* **INSTRUCTIONS TO FOLLOW**
Would you show every line from the records that holds "silver"?

Data items
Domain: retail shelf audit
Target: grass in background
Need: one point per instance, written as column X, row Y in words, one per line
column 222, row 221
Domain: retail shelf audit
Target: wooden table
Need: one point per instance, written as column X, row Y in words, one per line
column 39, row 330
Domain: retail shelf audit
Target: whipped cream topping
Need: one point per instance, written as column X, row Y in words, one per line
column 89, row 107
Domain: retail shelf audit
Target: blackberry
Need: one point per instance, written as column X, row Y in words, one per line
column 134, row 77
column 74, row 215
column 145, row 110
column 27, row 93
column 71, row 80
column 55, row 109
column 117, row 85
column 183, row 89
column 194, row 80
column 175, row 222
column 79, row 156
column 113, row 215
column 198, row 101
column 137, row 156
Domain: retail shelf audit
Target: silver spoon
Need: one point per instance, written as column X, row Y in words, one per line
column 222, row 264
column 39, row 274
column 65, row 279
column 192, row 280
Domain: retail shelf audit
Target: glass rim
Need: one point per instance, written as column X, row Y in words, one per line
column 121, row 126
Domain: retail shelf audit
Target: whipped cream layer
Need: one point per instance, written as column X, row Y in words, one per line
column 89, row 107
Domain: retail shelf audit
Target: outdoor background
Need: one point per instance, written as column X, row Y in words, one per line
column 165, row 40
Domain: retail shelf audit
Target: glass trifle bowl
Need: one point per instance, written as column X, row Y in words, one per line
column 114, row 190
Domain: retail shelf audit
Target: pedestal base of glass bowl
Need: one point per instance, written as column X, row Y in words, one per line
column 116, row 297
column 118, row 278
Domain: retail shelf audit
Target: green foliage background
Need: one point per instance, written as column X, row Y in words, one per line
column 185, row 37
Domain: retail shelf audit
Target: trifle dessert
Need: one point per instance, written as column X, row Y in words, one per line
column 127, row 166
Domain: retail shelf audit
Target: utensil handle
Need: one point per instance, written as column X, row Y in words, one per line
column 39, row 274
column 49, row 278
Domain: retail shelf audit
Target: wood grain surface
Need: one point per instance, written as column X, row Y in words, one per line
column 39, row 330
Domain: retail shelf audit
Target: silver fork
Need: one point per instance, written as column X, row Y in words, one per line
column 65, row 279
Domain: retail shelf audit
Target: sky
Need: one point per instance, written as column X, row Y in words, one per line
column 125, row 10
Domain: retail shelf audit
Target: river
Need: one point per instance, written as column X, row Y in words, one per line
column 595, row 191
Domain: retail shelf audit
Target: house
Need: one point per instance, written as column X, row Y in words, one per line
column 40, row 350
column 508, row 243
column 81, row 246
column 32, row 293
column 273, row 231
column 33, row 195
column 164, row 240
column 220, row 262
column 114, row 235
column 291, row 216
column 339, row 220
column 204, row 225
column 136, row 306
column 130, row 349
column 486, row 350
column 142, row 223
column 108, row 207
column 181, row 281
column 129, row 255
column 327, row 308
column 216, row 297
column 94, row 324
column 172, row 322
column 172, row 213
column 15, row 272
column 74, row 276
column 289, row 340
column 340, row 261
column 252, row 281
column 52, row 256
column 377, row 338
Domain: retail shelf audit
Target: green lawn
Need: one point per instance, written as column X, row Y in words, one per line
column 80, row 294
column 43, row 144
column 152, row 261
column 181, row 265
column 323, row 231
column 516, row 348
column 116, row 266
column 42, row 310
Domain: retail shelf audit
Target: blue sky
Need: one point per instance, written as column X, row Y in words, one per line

* **SOLUTION TO THE EXERCISE**
Target: silver spoon
Target: silver fork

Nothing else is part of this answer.